Problem to work on: Extract every line in the records below that contains the word "tire". Matching is case-sensitive.

Records shown:
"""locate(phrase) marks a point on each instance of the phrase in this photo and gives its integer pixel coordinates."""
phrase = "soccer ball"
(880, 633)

...

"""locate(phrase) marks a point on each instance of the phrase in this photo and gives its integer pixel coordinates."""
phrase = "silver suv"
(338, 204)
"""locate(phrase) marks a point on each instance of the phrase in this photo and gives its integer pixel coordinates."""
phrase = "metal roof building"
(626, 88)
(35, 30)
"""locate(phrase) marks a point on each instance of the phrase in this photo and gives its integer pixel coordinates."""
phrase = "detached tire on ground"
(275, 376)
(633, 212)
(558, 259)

--

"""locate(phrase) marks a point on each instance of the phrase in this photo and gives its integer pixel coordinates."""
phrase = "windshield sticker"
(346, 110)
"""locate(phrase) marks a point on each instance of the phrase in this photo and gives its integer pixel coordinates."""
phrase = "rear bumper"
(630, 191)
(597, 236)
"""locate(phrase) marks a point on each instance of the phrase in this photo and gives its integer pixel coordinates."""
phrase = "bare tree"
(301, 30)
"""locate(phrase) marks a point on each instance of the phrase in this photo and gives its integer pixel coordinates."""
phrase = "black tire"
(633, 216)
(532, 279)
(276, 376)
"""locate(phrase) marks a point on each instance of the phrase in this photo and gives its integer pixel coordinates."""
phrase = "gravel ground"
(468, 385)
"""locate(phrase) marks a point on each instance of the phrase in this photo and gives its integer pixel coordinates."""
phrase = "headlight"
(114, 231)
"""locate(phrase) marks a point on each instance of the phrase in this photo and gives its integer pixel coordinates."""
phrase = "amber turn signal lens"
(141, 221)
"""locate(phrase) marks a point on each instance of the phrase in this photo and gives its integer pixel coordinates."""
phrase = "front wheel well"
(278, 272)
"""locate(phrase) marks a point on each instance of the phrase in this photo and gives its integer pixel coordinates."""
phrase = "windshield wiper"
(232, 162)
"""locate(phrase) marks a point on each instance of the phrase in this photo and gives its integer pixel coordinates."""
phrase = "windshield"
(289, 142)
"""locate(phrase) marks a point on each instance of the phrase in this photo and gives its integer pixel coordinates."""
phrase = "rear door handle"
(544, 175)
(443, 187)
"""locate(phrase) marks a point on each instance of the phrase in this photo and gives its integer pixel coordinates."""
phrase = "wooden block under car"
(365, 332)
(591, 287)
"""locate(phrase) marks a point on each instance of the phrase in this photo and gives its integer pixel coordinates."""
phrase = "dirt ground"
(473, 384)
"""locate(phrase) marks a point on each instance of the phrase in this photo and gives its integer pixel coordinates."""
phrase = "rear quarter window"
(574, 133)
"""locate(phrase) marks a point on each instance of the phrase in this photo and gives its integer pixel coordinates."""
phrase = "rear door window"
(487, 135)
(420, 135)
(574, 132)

Completed exercise:
phrase = "detached tire on ground"
phrase = "black tire"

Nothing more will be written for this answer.